> **Given text**

    The first thing I thought about was that if headers contained the title and other easily identifiable information there shouldn't be much thought to choosing an indexer

    In the indexing context, the user's choice of indexer depends on whether all indexers are indexing the same groups. Or if Binsearch covers the groups you need, use it as your indexer

    In the obfuscation context, join the indexer which has properly obfuscated posts which contain the files you want to download

    Obfuscation:
    Over several years, uploaders and a couple of indexers collaborated to develop a filename obfuscation method which can resist copyright takedown demands. Obviously, this means removing the filename from the Subject field of the message header. After about 4 iterations they settled on the method used by many uploaders today

    No filename, no more indexing by filename matching

    An uploader knows all the Message-IDs of all the articles he posts. He has all the information necessary to make a NZB file for his own uploads. If an uploader creates his own NZB, he can send it to his favorite indexers

    If you're a member of that indexer, you can download that NZB. If you're not a member, you miss out - unless someone who is a member shares the NZB outside the indexer

    Minor details:
    The PAR2 files are created using the original filenames
    The PAR2 mechanism includes a table of hashes (magic cryptography) which are used for verification and repair
    The downloader app (or the downloader using his favorite PAR2 app) invokes a PAR2 repair on the downloaded filename-obfuscated files. The PAR2 software hashes the files, matches the hashes stored in the PAR2, and uses the original filenames stored in the PAR2 to rename the file to original

    There is no direct lookup from obfuscated filename to original filename. If you read someone claiming indexers are able to deobfuscate, do not believe that

    In the best obfuscation method (some inferior methods are still in use), the articles are spread arbitrarily across 6 to 10 different newsgroups. The idea that articles are contained inside newsgroups is an illusion. An article has a globally unique Message-ID. It is not necessary to tell the server which newsgroup the article is in. The Message-ID is all that's needed. Of course, by not being in a single newsgroup, the articles can't be indexed

    Because they embed the original filenames, the PAR2 files are posted to different newsgroups

  • Back in the 1990s, this was all done manually, one would hope someone has figured out how to automate it by now. At the time, some sites even compensated users with additional access time for manually sifting through posts and piecing together posts and par files for nzbs.

  • The nzb file contains this information. That is partly why you download the nzb from the indexer.

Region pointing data

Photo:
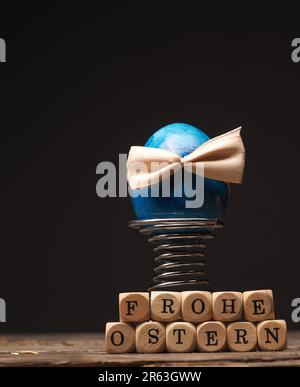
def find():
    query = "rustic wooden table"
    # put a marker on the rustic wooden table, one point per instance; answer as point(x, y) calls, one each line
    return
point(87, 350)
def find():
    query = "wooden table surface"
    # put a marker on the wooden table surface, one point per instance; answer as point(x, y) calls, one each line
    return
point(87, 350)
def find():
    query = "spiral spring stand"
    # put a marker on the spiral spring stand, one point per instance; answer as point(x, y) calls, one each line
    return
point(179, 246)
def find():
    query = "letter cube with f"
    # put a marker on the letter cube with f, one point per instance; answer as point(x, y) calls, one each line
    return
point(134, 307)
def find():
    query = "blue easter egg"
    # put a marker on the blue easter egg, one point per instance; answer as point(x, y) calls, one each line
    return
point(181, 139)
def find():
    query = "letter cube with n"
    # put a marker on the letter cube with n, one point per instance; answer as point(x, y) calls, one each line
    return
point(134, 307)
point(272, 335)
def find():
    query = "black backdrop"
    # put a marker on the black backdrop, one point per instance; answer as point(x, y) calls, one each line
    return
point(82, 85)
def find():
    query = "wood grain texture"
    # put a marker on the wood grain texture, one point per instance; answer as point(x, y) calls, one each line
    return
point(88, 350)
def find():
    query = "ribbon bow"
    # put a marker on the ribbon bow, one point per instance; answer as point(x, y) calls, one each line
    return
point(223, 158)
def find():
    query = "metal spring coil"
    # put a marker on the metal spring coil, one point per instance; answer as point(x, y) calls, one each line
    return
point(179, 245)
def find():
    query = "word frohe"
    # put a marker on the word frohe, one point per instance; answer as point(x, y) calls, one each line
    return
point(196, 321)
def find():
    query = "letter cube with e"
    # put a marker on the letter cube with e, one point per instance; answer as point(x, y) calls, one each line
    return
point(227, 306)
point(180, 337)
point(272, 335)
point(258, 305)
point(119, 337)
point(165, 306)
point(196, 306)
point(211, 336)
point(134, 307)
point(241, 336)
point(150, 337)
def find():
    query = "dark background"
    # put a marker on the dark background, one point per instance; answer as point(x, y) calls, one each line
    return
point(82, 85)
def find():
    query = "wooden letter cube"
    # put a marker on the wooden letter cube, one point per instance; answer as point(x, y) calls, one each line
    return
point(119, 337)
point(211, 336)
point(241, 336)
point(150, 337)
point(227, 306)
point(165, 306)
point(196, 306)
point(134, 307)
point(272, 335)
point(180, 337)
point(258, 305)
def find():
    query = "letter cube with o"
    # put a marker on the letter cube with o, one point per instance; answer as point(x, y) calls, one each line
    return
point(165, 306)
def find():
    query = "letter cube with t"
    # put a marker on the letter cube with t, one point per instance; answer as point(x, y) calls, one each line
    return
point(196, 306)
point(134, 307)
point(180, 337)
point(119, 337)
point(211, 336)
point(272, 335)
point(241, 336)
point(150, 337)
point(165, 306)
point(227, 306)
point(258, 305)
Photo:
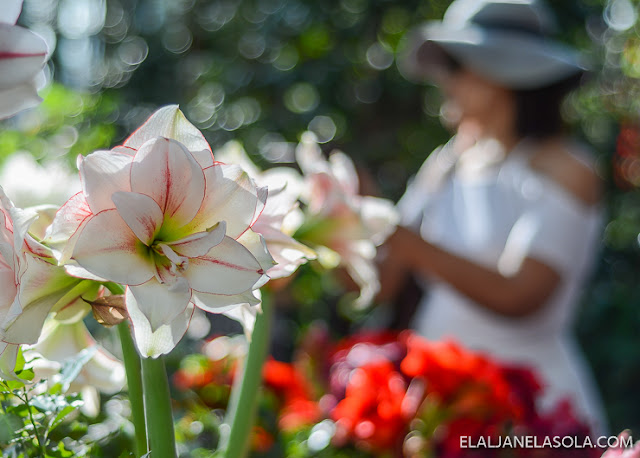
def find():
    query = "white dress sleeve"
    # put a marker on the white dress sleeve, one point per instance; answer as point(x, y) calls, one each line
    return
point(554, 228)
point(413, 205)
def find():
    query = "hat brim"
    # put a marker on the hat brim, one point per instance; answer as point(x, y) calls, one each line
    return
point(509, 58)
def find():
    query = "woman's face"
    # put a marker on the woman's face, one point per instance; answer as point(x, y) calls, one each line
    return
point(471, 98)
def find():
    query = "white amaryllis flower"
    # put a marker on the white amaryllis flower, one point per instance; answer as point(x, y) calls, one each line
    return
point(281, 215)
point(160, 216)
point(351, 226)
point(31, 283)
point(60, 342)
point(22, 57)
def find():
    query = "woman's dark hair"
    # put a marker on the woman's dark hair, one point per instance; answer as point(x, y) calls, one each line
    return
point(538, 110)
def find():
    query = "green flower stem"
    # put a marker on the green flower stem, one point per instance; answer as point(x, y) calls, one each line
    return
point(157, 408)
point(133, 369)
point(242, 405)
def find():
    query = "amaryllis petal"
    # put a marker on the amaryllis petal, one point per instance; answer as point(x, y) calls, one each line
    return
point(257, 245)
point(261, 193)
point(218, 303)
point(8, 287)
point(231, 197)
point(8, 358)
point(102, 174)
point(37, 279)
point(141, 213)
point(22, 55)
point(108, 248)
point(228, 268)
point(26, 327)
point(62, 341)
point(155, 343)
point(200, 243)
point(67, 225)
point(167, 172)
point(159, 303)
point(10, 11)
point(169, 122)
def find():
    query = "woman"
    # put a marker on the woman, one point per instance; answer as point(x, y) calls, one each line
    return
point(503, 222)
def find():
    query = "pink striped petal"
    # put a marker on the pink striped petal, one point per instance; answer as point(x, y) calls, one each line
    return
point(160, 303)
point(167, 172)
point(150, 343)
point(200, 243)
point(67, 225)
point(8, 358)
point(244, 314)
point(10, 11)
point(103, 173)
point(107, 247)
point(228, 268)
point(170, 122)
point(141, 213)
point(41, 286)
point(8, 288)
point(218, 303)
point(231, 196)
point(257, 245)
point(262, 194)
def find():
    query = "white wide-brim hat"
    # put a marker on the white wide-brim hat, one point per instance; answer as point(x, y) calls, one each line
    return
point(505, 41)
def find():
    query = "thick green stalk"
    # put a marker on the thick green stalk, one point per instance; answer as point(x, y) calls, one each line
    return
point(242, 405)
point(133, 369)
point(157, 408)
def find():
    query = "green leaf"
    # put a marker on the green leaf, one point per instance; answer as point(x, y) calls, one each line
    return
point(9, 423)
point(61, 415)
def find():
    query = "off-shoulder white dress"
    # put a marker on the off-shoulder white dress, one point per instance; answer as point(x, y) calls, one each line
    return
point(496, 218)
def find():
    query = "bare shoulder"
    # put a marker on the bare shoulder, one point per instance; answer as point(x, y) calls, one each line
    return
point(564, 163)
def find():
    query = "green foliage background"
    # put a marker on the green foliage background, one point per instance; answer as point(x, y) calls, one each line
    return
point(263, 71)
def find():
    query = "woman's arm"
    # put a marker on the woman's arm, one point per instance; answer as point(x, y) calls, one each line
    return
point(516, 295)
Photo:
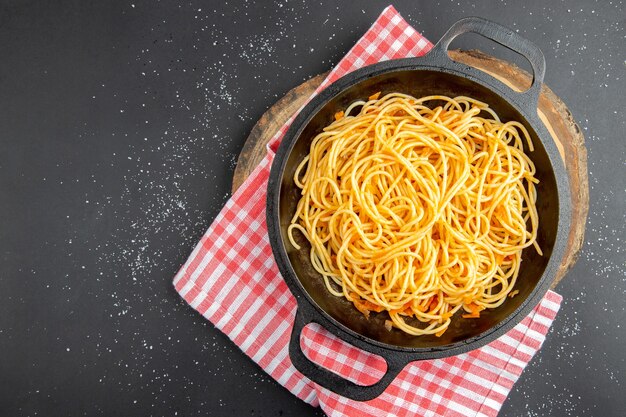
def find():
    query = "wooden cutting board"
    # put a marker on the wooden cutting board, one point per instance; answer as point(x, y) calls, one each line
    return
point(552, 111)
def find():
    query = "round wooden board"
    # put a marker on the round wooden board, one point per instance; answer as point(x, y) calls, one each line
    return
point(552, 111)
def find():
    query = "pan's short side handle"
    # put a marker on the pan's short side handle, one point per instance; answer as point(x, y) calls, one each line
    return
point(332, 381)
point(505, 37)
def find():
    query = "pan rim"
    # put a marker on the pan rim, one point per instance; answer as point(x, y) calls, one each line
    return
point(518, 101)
==
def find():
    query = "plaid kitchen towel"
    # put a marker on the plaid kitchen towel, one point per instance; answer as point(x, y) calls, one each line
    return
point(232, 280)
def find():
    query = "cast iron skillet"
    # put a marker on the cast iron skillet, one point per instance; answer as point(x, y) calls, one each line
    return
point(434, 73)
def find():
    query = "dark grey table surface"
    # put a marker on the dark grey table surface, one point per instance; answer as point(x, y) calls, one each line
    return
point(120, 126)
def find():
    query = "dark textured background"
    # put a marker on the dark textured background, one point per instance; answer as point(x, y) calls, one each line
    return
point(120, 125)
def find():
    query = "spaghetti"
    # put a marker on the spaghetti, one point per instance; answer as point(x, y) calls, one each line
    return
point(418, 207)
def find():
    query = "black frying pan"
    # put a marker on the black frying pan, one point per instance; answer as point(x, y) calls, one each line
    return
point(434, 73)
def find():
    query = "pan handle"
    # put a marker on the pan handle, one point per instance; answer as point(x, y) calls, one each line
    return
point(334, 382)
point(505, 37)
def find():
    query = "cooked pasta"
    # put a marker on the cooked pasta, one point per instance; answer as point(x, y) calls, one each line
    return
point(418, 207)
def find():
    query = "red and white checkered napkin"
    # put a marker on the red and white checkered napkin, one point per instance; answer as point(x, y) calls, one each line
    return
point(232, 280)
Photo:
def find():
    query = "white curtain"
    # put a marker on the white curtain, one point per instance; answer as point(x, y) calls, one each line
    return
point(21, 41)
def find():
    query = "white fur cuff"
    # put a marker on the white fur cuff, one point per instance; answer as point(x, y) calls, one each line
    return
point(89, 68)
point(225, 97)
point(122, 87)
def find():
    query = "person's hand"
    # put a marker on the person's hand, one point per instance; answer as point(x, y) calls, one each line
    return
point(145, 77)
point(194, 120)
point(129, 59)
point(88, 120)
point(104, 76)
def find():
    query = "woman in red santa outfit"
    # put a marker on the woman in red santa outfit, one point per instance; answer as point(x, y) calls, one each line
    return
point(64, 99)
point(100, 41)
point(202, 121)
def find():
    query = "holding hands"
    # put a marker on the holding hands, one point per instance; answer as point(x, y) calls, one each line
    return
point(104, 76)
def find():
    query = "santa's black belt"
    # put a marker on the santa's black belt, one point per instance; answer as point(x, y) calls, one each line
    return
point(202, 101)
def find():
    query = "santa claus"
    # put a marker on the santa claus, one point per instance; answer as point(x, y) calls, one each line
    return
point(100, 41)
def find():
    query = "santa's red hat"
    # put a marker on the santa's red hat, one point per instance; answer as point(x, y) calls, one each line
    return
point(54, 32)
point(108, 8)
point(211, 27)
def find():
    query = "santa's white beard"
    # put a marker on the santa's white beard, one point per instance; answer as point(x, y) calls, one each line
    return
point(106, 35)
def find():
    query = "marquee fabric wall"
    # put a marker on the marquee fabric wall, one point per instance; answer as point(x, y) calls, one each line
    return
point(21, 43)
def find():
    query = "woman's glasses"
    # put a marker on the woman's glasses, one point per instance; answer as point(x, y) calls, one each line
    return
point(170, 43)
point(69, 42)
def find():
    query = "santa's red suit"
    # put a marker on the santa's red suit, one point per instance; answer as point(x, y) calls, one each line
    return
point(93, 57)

> **What you will do**
**A.** Update the Usenet obfuscation text starting at "In the best" and ending at "files for nzbs.", changing "Message-ID" to "article identifier".
**B.** In the Usenet obfuscation text, how many different newsgroups are the articles spread across in the best obfuscation method?

> **Answers in order**
**A.**
In the best obfuscation method (some inferior methods are still in use), the articles are spread arbitrarily across 6 to 10 different newsgroups. The idea that articles are contained inside newsgroups is an illusion. An article has a globally unique article identifier. It is not necessary to tell the server which newsgroup the article is in. The article identifier is all that's needed. Of course, by not being in a single newsgroup, the articles can't be indexed

    Because they embed the original filenames, the PAR2 files are posted to different newsgroups

  • Back in the 1990s, this was all done manually, one would hope someone has figured out how to automate it by now. At the time, some sites even compensated users with additional access time for manually sifting through posts and piecing together posts and par files for nzbs.

**B.** 6 to 10 different newsgroups.